Uploaded: Sat, 2021-08-28 19:14
Description: Please solve RD Sharma Class 12 Chapter 20 Areas of Bounded Regions Exercise 20.3 Question 46 Maths textbook solution.

Please solve RD Sharma Class 12 Chapter 20 Areas of Bounded Regions Exercise 20.3 Question 46 Maths textbook solution.

Answers (1)

Answer:

$\frac{1}{2}$ .sq. Units.

Hints:

Use concept.

Given:

The curves $y=\left | x-1 \right |$ and $y=-\left | x-1 \right |+1$

Solution:

To find area enclosed by

$\begin{aligned} &y=|x-1| \\ &\Rightarrow y=\left\{\begin{array}{l} -(x-1), \text { if } x-1<0 \\ (x-1), \text { if } x-1 \geq 0 \end{array}\right. \end{aligned}$

$\begin{aligned} &\Rightarrow y=\left\{\begin{array}{l} 1-x, \text { if } x<1 \\ x-1, \text { if } x \geq 1 \end{array}\right. \\ &\text { And } y=-|x-1|+1 \\ &\Rightarrow y=\left\{\begin{array}{l} +(x-1)+1, \text { if } x-1<0 \\ -(x-1)+1, \text { if } x-1 \geq 0 \end{array}\right. \\ &y=\left\{\begin{array}{lr} x, \quad \text { if } x<1 \\ -x+2, \text { if } x \geq 1 \end{array}\right. \end{aligned}$

A rough sketch of equation of lines (1),(2),(3),(4) is given as:

Shaded region is the required area.
--------------------
* Written request A *
Copy the rows verbatim from the line containing "the framed picture" through the end of the rows, including both ends.
The text above has no connection to the rows that come after it.

Rows from a pointing dataset
--------------------
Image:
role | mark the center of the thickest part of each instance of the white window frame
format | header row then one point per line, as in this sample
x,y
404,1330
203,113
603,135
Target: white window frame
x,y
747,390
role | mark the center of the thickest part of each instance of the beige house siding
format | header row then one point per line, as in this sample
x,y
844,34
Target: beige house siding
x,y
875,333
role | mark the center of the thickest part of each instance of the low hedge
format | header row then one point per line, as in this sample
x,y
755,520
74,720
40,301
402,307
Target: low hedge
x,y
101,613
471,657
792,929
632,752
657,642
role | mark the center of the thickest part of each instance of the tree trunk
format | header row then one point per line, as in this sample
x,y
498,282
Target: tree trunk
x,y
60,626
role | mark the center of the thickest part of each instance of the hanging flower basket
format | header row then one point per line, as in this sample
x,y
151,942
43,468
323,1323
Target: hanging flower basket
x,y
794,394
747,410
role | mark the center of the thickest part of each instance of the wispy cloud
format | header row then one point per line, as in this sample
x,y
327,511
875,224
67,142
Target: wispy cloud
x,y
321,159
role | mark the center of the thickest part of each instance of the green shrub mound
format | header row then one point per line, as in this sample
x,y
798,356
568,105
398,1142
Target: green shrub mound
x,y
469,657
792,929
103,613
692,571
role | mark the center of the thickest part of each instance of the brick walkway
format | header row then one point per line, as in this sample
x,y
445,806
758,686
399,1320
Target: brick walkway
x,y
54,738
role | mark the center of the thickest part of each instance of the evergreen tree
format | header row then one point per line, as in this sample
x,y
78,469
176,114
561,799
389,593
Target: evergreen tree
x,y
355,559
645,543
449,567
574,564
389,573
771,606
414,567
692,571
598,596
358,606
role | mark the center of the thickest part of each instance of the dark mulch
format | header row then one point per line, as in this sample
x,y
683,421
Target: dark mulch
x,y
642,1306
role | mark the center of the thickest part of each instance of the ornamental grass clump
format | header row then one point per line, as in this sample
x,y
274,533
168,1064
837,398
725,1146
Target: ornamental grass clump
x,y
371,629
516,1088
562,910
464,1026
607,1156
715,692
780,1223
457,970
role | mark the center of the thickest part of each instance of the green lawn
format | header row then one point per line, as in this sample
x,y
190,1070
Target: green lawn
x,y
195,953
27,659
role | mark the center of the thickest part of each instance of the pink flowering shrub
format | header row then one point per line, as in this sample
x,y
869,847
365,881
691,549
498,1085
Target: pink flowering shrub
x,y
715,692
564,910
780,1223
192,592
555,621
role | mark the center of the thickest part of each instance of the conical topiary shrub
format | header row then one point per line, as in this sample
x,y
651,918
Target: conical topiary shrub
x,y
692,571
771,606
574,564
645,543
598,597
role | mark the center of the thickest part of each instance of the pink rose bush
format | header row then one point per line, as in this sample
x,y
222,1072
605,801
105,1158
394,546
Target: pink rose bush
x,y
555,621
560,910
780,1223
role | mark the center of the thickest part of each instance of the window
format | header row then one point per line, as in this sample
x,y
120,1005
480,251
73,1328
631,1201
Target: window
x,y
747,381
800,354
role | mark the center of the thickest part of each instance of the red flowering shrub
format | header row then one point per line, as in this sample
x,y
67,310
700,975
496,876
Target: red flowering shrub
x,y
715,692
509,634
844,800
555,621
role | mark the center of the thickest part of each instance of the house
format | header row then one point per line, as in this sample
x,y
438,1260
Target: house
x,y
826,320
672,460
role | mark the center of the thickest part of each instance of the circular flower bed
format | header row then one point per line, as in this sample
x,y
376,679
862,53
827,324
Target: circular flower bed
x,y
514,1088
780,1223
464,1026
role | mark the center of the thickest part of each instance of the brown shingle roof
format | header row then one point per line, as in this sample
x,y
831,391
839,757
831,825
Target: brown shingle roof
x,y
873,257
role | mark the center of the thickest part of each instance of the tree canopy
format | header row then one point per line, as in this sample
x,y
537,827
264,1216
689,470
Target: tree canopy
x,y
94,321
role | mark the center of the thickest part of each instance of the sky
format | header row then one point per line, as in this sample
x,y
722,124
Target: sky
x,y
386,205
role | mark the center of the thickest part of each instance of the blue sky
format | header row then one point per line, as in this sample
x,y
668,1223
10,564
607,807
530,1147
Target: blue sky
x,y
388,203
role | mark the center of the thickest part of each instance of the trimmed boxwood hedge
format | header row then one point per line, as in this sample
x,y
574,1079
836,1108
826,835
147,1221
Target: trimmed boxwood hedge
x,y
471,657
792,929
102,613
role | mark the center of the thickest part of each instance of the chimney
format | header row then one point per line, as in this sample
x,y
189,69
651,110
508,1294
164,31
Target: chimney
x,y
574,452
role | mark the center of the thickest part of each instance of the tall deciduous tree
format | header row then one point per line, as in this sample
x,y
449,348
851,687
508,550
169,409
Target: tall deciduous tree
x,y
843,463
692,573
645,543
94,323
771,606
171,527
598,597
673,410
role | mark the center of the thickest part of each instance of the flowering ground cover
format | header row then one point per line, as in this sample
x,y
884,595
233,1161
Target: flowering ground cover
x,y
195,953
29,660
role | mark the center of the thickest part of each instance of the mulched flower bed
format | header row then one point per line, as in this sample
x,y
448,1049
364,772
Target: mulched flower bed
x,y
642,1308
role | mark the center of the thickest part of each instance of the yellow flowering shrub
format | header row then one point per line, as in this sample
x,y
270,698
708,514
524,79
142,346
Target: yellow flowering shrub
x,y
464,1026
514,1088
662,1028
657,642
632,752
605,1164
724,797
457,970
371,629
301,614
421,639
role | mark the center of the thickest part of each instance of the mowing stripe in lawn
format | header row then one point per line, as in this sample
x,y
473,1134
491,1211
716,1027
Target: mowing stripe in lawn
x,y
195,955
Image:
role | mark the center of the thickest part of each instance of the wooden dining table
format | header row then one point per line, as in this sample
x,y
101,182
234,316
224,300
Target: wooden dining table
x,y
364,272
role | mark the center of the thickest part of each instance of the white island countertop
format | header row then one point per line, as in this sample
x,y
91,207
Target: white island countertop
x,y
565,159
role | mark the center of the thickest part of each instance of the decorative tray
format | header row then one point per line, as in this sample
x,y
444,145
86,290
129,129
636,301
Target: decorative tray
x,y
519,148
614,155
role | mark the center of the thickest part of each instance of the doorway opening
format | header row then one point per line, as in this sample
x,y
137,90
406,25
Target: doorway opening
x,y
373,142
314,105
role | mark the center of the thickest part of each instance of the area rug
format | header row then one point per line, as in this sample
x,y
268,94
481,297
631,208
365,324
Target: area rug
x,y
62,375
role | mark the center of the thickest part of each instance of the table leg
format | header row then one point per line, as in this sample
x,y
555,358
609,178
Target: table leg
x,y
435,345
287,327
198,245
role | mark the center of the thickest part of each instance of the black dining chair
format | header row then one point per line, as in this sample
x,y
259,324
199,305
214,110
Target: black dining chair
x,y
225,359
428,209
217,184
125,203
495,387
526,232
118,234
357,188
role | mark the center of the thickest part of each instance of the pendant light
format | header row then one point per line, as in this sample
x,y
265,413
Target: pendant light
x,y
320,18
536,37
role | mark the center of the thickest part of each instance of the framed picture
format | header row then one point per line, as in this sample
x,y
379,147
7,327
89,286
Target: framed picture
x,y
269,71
--------------------
* Written request B *
List every section heading followed by a colon in the worked area solution, from "Answer" onward.

* Task result A *
role | mark the center of the thickest part of each instance of the framed picture
format | header row then one point per line, as in this sample
x,y
379,147
7,327
89,286
Target: framed picture
x,y
269,71

* Task result B *
Answer
Hints
Given
Solution